** Problem details **
The task calls for each record to be given again unchanged, minus any pictures.

-.-.-

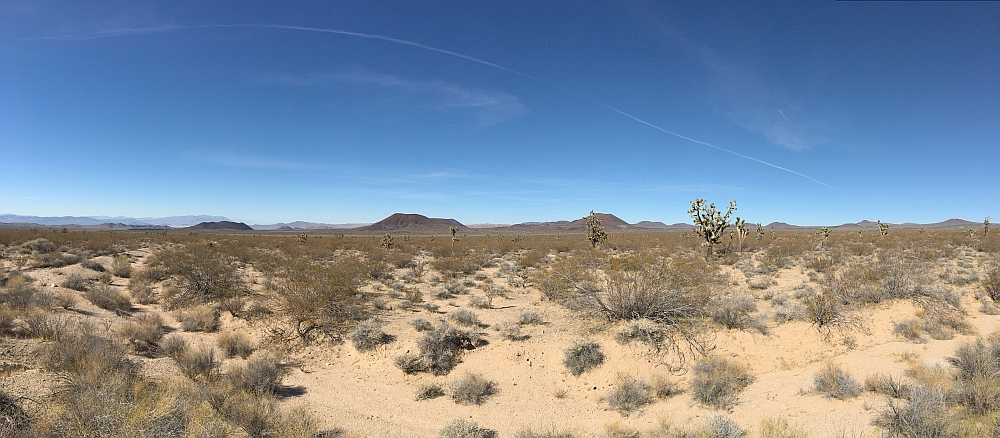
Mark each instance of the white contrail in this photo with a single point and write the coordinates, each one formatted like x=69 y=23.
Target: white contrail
x=786 y=118
x=457 y=55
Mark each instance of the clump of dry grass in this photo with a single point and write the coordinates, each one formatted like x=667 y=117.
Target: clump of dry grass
x=582 y=357
x=472 y=388
x=202 y=318
x=236 y=343
x=717 y=382
x=834 y=381
x=108 y=297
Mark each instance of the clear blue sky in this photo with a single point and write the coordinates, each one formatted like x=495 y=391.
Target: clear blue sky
x=817 y=112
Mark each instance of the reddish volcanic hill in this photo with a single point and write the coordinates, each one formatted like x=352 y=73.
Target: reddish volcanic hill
x=413 y=223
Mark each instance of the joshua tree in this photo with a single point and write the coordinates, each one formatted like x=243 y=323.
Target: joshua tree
x=710 y=223
x=741 y=232
x=595 y=234
x=883 y=229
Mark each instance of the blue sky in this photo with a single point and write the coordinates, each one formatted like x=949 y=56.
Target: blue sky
x=807 y=112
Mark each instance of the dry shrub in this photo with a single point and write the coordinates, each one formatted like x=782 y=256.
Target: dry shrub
x=530 y=317
x=718 y=381
x=734 y=313
x=471 y=389
x=368 y=335
x=109 y=298
x=198 y=319
x=236 y=343
x=143 y=333
x=834 y=382
x=261 y=373
x=76 y=282
x=203 y=274
x=427 y=391
x=629 y=394
x=462 y=428
x=174 y=346
x=583 y=357
x=141 y=289
x=199 y=362
x=991 y=281
x=315 y=300
x=46 y=326
x=93 y=265
x=464 y=317
x=66 y=299
x=775 y=427
x=440 y=350
x=121 y=266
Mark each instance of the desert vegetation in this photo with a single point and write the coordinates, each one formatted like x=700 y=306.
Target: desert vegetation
x=600 y=333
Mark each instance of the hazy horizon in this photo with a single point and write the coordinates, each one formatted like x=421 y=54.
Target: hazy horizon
x=506 y=112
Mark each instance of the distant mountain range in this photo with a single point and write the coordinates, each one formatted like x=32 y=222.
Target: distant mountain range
x=416 y=223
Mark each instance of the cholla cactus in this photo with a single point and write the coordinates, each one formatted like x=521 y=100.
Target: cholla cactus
x=741 y=233
x=595 y=234
x=711 y=223
x=883 y=229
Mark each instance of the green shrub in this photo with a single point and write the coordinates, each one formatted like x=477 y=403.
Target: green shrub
x=583 y=357
x=718 y=381
x=629 y=394
x=835 y=382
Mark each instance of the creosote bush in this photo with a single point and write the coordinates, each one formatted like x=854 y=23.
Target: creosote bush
x=583 y=357
x=718 y=381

-.-.-

** Task answer **
Mark each instance of the white contrail in this photo with a single point and write the coordinates, each one formatted like x=69 y=23.
Target: white contrail
x=786 y=118
x=457 y=55
Mark each instance of the clump of dry grass in this photo with a single point and write the coordinates, each one formatted like x=667 y=117.
Target: clump of dry grass
x=582 y=357
x=472 y=388
x=202 y=318
x=236 y=343
x=717 y=382
x=834 y=381
x=108 y=297
Mark each instance of the clear blue sky in this photo with a single point and write the coordinates, each one formatted like x=495 y=391.
Target: clear blue sky
x=817 y=112
Mark each instance of the reddish volcanic hill in this photo with a single point and write the coordinates, each one formatted like x=352 y=73.
Target: reddish volcanic hill
x=413 y=223
Mark each instance of the joshua tree in this photo with a single point and write the coordinates, each one formatted like x=243 y=323.
Target: joshua tree
x=710 y=223
x=741 y=232
x=595 y=234
x=883 y=229
Mark each instance of the blue sky in this photo with a single point and write the coordinates, each one formatted like x=949 y=56.
Target: blue sky
x=807 y=112
Mark each instance of the dry shrub in this photo with a single point and write the coordinates, each one formatted like x=782 y=256.
Target: dry shrub
x=530 y=317
x=718 y=381
x=734 y=313
x=471 y=389
x=368 y=335
x=109 y=298
x=198 y=319
x=236 y=343
x=143 y=333
x=834 y=382
x=261 y=373
x=76 y=282
x=203 y=274
x=427 y=391
x=629 y=394
x=462 y=428
x=174 y=346
x=583 y=357
x=141 y=289
x=199 y=362
x=991 y=281
x=315 y=300
x=46 y=326
x=93 y=265
x=464 y=317
x=66 y=299
x=775 y=427
x=440 y=350
x=121 y=266
Mark each instance of the desert vegetation in this photo with a single point and write the coordinates, each one formatted like x=700 y=306.
Target: desert vegetation
x=600 y=333
Mark each instance of the hazy horizon in this photo with a single point and write the coordinates, each one formatted like x=421 y=54.
Target: hazy horizon
x=506 y=112
Mark each instance of the distant mountain range in this photo with a single point and write the coordinates, each one formatted like x=32 y=222.
Target: distant mountain range
x=416 y=223
Mark each instance of the cholla cactus in this photo with a single point and write the coordinates, each one formatted like x=521 y=100.
Target: cholla cactus
x=741 y=233
x=595 y=234
x=711 y=223
x=883 y=229
Mark each instance of the green shrub in this photo with a single point and write the coordinates, each one formatted like x=477 y=403.
Target: green shrub
x=583 y=357
x=718 y=381
x=629 y=394
x=835 y=382
Mark each instance of the creosote bush in this photo with a single point and write the coordinates, each one formatted like x=854 y=23.
Target: creosote bush
x=583 y=357
x=718 y=381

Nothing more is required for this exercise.